## PASSAGE PROVIDED

-=-=-=-=-

Ontario election results: populist Doug Ford to become premier

The brother of troubled late former Toronto mayor Rob Ford to become leader of Canada’s most populous province

A Doug Ford supporter celebrates the Ontario election results giving a majority to his Progressive Conservative party.
A Doug Ford supporter celebrates the Ontario election results giving a majority to his Progressive Conservative party. Photograph: Carlo Allegri/Reuters

Doug Ford – the brother of controversial former Toronto mayor Rob Ford – is the new leader of Canada’s most populous province, winning a majority government in a local show of strength for the divisive wedge politics that have rattled much of the world.

Ontario’s Conservatives, led by Ford, won 76 of the 124 seats in the province, with 99% of the polls reporting. Buoyed by promises that included slashing income taxes, reducing the price of gasoline, boosting spending on healthcare and transit and repealing carbon pricing, the Conservatives won 41% of the vote, bringing an end to 15 years of Liberal rule in the province.

-=-=-=-=-

Referring expression grounding data:

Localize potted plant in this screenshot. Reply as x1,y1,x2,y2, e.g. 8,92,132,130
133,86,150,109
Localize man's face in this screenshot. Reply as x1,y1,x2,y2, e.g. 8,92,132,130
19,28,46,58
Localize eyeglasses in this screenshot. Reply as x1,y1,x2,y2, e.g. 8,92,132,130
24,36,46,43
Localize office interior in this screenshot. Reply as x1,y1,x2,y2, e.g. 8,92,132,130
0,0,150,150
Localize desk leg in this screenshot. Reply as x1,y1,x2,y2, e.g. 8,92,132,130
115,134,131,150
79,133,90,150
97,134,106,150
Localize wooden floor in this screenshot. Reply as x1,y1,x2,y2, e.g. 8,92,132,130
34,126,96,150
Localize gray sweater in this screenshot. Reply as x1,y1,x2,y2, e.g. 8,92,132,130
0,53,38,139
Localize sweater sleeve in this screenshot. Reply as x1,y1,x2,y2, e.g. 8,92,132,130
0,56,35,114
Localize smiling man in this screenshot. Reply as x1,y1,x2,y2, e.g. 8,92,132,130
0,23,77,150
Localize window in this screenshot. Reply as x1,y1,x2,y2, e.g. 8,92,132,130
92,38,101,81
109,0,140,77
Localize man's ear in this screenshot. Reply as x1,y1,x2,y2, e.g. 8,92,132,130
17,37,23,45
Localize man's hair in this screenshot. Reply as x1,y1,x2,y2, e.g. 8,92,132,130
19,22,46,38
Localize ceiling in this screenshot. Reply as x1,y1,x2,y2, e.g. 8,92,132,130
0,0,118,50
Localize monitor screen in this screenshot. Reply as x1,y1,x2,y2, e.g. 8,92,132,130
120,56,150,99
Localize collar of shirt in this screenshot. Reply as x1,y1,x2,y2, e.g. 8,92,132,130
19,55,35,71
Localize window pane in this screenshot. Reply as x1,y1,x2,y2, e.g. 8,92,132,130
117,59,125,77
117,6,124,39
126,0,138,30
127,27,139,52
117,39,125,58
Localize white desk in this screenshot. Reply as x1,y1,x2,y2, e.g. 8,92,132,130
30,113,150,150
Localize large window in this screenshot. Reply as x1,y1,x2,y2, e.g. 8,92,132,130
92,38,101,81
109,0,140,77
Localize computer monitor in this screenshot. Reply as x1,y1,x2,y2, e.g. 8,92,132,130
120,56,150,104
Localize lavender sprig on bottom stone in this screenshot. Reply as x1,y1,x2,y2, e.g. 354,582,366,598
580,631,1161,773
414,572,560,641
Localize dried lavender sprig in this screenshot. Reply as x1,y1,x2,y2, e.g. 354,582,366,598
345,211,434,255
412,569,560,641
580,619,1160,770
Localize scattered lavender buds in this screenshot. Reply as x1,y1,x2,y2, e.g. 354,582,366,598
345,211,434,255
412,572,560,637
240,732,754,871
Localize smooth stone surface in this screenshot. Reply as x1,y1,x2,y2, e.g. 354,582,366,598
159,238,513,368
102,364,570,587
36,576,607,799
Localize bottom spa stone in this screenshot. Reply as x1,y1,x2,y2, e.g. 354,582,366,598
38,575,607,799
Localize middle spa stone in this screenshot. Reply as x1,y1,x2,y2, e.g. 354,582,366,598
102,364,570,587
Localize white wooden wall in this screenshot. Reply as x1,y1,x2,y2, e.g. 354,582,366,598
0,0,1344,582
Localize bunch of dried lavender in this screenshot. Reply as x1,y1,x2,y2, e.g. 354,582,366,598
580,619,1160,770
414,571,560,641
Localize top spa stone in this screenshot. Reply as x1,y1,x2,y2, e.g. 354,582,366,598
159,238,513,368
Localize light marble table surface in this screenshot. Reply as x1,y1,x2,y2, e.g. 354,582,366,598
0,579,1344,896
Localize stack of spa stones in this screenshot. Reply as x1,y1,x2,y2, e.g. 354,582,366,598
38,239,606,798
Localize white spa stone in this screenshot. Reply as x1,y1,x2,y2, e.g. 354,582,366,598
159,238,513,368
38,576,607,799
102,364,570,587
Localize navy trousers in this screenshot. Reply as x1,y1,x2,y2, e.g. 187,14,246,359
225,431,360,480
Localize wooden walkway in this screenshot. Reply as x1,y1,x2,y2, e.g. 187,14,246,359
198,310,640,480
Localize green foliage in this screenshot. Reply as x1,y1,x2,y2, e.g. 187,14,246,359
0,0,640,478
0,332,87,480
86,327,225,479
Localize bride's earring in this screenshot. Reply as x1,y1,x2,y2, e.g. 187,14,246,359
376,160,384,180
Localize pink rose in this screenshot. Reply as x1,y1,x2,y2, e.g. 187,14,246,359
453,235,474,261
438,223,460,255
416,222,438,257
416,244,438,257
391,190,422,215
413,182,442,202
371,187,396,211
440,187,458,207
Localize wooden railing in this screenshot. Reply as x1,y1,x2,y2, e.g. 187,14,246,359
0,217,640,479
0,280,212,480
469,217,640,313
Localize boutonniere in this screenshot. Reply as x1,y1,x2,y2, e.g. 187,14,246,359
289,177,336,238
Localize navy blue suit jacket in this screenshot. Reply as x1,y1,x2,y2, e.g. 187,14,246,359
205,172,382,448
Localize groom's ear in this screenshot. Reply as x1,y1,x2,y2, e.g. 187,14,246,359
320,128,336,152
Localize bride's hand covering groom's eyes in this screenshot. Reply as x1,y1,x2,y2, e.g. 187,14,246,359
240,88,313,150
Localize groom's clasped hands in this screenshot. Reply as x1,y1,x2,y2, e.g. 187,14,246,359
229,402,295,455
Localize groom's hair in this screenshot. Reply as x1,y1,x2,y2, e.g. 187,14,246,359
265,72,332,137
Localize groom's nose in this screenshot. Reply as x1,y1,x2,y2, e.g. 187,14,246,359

-=-=-=-=-

## DIRECTIONS
Carry on the Ontario election article from its last sentence, writing the next few paragraphs in the same news style.

## RESULT OF THE TASK
“This victory belongs to the people,” Ford told supporters on Thursday. “Together we made history. We have taken back Ontario, we have delivered a government that is for the people.”

Ford – a businessman who rails against the elite and regularly peppers his speeches and interviews with boasts and falsehoods – is the brother of Rob Ford, the former Toronto mayor who made headlines around the world after he admitted to smoking crack cocaine while in office.

In his victory speech, Ford thanked his brother. “I know my brother Rob is looking down from heaven. I’m just getting chills talking about him right now,” he said. “I know Rob is celebrating with us tonight. We owe so much to Rob’s legacy.”

Throughout the campaign Ford’s brand of populism prompted a slew of comparisons to Donald Trump, as the Canadian leader took aim at safe injection sites and opposed legislation to create protest-free zones outside abortion clinics. But in contrast to Trump, he campaigned hard among Canada’s immigrant communities who hold considerable sway in several ridings in the province.

He has long been a controversial figure in Canada; during his one term as a Toronto city councillor he refused to attend the city’s Pride parade – describing it as “middle-aged men, with pot bellies, running down the street buck naked” – and lashed out at a home for developmentally disabled youth, labelling it a “nightmare” that had “ruined the community”.

Progressive Conservative leader Doug Ford.
Progressive Conservative leader Doug Ford. Photograph: Carlo Allegri/Reuters

Ford will now lead Ontario, a province that is home to nearly a third of Canada’s 36 million residents as well as much of the country’s financial and manufacturing sectors.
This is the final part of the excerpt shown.